**PAGE EXTRACT**
Eye reflexes "hold clue to Down syndrome"

Eye reflexes "hold clue to Down syndrome"

Every year, thousands of babies are born with Down syndrome, but scientists know relatively little about the condition in terms of how it develops and progresses.

However, a new study has shed some light on why those with Down syndrome often have poor balance and motor coordination.

According to University of Colorado School of Medicine researcher Dr Alberto Costa, the reason is key eye reflexes that are substantially altered.

He now claims that the findings, published in the journal Experimental Brain Research, could lead to new tools being developed to assess the effectiveness of new drugs, as well therapies that can improve quality of life for those with the condition.

The expert explained that people with Down syndrome suffer various degrees of motor difficulty and tend to walk later than their typical peers, often lacking balance as well as having low muscle tone and poor postural control.

Dr Costa said that this is due to the syndrome affecting the optokinetic and vestibular systems of the brain, with the vestibular system reacting slower to signals from neuroreceptors in the inner ear which produce responses to head movements.

**EXERCISE TASKS**
1: In the article on eye reflexes and Down syndrome, which journal published Dr. Costa's findings?
2: Please write a continuation of the eye reflexes and Down syndrome article, starting after its final sentence.

**RECORDS SUPPLIED**

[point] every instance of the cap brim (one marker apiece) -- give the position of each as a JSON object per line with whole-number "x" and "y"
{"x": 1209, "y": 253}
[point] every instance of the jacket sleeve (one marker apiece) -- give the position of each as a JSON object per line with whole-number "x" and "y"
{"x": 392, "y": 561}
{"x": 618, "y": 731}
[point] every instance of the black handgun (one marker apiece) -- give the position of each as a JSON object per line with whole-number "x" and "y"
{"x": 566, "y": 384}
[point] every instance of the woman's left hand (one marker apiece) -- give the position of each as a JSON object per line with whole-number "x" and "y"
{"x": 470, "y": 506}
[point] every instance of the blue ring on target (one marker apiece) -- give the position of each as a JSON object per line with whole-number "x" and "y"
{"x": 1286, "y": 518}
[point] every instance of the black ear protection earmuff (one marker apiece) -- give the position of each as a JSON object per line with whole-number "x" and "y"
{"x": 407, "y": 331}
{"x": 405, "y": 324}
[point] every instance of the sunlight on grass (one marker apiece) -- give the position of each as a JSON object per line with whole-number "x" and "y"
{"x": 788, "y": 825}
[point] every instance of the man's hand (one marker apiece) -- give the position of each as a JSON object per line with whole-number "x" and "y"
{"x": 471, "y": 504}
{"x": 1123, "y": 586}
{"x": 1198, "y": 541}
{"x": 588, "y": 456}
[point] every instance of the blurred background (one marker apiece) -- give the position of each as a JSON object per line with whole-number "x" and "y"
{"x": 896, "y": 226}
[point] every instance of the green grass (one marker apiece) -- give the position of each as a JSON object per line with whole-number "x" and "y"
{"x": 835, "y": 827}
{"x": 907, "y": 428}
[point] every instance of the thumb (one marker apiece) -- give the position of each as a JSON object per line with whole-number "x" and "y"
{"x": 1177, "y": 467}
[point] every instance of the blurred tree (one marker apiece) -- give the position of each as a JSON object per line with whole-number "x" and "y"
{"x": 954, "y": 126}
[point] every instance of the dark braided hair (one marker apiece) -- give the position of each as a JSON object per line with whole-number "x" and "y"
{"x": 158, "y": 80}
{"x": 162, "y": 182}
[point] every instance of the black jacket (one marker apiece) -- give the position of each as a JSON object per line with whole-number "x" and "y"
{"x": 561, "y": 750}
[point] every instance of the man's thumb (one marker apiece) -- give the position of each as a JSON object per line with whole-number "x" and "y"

**ANSWERS BELOW**
1: Experimental Brain Research

2:
In his study, the expert focus on the cerebellum, which is responsible for balance, posture and movement control.

After studying 32 participants between the ages of 14 and 36 using special binocular goggles to measure eye movements in response to visual and vestibular stimuli, Dr Costa made an interesting discovery.

"We found that people with Down syndrome had much diminished optokinetic and vestibular reflexes compared to typically developing individuals. As a consequence, it is likely that things may appear blurry when they ride a bike or play sports," he added.

As Alzheimer"s patients suffer similar declines to those with Down syndrome, it may eventually be possible to use the same drugs to treat both, he claimed, adding that more research needs to be done before this is possible, however.